(Stored data)
————

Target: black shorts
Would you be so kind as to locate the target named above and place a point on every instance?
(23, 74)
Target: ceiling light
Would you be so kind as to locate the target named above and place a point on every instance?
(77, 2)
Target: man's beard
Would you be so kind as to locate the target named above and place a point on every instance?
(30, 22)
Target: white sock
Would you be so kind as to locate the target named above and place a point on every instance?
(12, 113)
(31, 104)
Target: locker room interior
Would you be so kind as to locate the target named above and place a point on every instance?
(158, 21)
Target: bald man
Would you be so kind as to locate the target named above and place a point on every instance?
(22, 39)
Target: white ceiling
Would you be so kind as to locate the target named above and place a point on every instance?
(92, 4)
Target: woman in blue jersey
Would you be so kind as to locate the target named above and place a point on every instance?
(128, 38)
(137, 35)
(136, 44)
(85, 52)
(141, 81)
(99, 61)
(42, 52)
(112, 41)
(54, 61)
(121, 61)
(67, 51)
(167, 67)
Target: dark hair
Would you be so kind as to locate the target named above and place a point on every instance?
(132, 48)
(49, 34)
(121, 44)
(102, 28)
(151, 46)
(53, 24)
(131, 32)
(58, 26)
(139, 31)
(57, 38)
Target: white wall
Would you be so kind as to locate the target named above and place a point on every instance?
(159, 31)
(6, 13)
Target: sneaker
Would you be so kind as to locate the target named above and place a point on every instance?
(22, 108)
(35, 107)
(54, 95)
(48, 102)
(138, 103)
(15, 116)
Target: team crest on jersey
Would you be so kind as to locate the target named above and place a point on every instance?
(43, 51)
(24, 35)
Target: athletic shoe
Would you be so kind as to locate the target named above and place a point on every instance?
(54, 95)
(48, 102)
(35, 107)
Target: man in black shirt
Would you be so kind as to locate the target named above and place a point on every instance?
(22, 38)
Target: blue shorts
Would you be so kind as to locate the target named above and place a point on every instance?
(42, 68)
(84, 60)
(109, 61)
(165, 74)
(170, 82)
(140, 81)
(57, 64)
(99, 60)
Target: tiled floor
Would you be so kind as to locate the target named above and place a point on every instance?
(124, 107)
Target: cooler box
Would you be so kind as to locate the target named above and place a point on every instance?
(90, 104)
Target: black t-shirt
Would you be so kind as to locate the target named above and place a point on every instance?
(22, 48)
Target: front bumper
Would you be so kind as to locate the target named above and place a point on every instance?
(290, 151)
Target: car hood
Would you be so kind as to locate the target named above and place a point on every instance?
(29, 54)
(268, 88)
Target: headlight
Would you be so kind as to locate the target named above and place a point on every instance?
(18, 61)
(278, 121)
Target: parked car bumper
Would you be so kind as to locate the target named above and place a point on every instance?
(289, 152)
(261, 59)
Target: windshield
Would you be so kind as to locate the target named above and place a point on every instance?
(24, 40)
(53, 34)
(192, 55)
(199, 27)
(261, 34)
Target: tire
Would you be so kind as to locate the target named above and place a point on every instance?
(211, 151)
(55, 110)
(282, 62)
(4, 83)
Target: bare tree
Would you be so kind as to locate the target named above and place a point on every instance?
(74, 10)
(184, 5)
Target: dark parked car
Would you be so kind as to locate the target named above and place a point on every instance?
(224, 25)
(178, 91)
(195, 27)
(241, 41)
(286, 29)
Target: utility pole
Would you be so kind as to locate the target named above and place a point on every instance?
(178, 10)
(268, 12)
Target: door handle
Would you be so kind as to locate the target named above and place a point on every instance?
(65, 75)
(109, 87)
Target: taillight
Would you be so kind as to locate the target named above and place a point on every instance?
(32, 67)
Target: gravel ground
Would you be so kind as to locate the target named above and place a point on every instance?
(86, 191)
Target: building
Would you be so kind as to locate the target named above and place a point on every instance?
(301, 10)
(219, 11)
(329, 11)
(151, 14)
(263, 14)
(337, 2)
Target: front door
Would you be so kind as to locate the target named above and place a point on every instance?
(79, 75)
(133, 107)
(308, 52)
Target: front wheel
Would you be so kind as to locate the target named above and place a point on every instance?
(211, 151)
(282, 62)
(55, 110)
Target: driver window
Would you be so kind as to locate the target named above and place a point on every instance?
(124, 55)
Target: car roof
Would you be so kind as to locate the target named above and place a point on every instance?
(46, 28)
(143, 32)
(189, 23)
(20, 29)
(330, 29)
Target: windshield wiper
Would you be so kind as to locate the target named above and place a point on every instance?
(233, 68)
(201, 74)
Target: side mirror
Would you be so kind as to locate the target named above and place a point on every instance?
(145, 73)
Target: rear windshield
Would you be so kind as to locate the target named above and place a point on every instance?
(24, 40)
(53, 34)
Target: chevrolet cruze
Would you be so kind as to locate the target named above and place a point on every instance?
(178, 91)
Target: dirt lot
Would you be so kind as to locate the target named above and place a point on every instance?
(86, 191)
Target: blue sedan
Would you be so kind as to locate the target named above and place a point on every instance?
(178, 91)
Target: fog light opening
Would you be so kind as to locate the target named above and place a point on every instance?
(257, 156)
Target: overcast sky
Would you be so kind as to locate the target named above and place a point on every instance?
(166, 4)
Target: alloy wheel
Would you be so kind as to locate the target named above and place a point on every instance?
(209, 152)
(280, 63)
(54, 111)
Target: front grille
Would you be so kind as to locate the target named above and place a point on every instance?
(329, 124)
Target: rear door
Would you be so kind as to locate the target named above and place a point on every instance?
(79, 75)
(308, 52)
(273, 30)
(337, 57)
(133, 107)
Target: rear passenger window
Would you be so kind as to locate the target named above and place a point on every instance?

————

▶ Work to complete:
Transcribe each entry precisely, missing none.

▶ Solved exercise:
Target: black shorts
Would you be so kind as to locate the target named above and place a point on every instance?
(23, 74)
Target: ceiling light
Would you be so kind as to locate the target named above and place a point on every instance?
(77, 2)
Target: man's beard
Would you be so kind as to locate the target named above and place a point on every instance?
(30, 22)
Target: white sock
Would you be so kind as to locate the target named above and place a point on every instance?
(12, 113)
(31, 104)
Target: locker room interior
Would you be so kind as to locate the target named above and place a point on every instance?
(158, 21)
Target: bald man
Would you be so kind as to locate the target named above and place a point on every instance?
(22, 39)
Target: white ceiling
Would you be so kind as to locate the target named above and place a point on every instance?
(92, 4)
Target: woman in blue jersey
Would you be so kind as to locate the target named above and place a point on every instance?
(128, 38)
(137, 35)
(136, 44)
(85, 52)
(141, 81)
(99, 61)
(42, 52)
(112, 41)
(54, 61)
(121, 61)
(67, 51)
(167, 67)
Target: dark hair
Would you be so kind as to locate the target named above and place a point on every instance?
(132, 48)
(49, 34)
(121, 44)
(102, 28)
(151, 46)
(53, 24)
(131, 32)
(58, 26)
(139, 31)
(57, 38)
Target: white wall
Would you be so kind as to locate the target named above and place a point on every instance?
(159, 31)
(6, 13)
Target: sneaker
Would you be so kind as to locate the target named above and place a point on every instance?
(22, 108)
(35, 107)
(54, 95)
(48, 102)
(138, 103)
(15, 116)
Target: team crest on jersey
Would you be so kind as to locate the target named above and place a point on every instance?
(43, 51)
(24, 35)
Target: athletic shoe
Would you be so kind as to locate the target named above and place a point on every instance?
(54, 95)
(48, 102)
(35, 107)
Target: man in black shirt
Would you be so kind as to locate the target named above and place a point on every instance?
(22, 38)
Target: blue shorts
Would you be so kind as to locate the target named above and place a point on every instance?
(42, 68)
(84, 60)
(109, 61)
(165, 74)
(170, 82)
(140, 81)
(57, 64)
(99, 60)
Target: tiled floor
Would you be so kind as to locate the target named above and place a point on every instance?
(124, 107)
Target: cooler box
Would you be so kind as to locate the target named above and place a point on every instance?
(90, 104)
Target: black t-shirt
Would you be so kind as to locate the target named above and place a point on every instance?
(22, 48)
Target: front bumper
Would you be so kind as to locate the target named above and place a point on every instance?
(290, 151)
Target: car hood
Would you be so kind as to locate the target named above and place a point on every instance?
(29, 54)
(268, 88)
Target: headlight
Would you be so kind as to locate the target named above and place a point on every instance?
(18, 61)
(278, 121)
Target: parked car bumper
Would you be so kind as to locate the target named above and place a point on every instance?
(289, 152)
(261, 59)
Target: windshield
Would you be so kind as to locate the target named above and place a point on every instance?
(24, 40)
(53, 34)
(192, 55)
(199, 27)
(261, 34)
Target: tire
Would you be so kind as to locate the target named above and place a point on every instance?
(211, 151)
(55, 110)
(282, 62)
(4, 83)
Target: bare tree
Would you be so kind as to locate the target named above and place a point on every instance?
(74, 10)
(184, 5)
Target: dark parked car
Would you be so kind as to locate the target named above and place a point on every instance?
(224, 25)
(178, 91)
(195, 27)
(241, 41)
(286, 29)
Target: utility pole
Would you be so kind as to locate the target named above and place a point on every instance?
(178, 10)
(268, 12)
Target: door handle
Would you be so kind as to locate the target named above and place a point on every instance?
(65, 75)
(109, 87)
Target: taillight
Would you be so kind as to locate the target named above and place a point on every instance?
(32, 67)
Target: gravel ground
Would you be so kind as to locate the target named above and place a point on every instance?
(86, 191)
Target: building
Would you be so kind as to locate the target named above and place a point on every instance?
(301, 10)
(219, 11)
(329, 11)
(151, 14)
(263, 14)
(337, 2)
Target: front door
Would you be so kind as to locate the target named above and place a point on every instance?
(79, 75)
(133, 107)
(308, 52)
Target: front wheel
Would you be so kind as to locate the target named above and place a point on every instance?
(211, 151)
(282, 62)
(55, 110)
Target: driver window
Would you be so kind as to locate the target named above and place a point on every instance?
(124, 55)
Target: car roof
Would you be so kind as to locate the target named above and place a point on every instance?
(46, 28)
(143, 32)
(189, 23)
(20, 29)
(330, 29)
Target: windshield wiper
Would you be so kind as to locate the target named above and place a point on every instance?
(233, 68)
(201, 74)
Target: side mirror
Would you be so kind as to locate the target named above and place a point on every instance?
(145, 73)
Target: rear windshield
Would you be so kind as to locate the target named above and place a point on every instance?
(24, 40)
(53, 34)
Target: chevrolet cruze
Would you be so kind as to locate the target named above and place a point on every instance?
(178, 91)
Target: dirt lot
Would you be so kind as to locate the target named above and place a point on every instance?
(86, 191)
Target: blue sedan
Would you be so kind as to locate the target named above and place a point on every instance?
(178, 91)
Target: fog light opening
Would you be so kind as to locate the target named above and place a point on every instance?
(257, 156)
Target: overcast sky
Would you be so kind as to locate the target named above and place a point on every instance?
(166, 4)
Target: alloy wheel
Would you be so kind as to locate the target named above and place a point on every instance?
(209, 152)
(280, 63)
(54, 111)
Target: front grille
Would you be so kind as to locate the target named above and place a point on every instance?
(329, 124)
Target: rear door
Would you be so kind as to locate the target named above and place a point on every instance?
(79, 75)
(308, 52)
(273, 30)
(337, 57)
(133, 107)
Target: rear passenger window
Would you be so kind as to locate the target named above and place a point on every instance?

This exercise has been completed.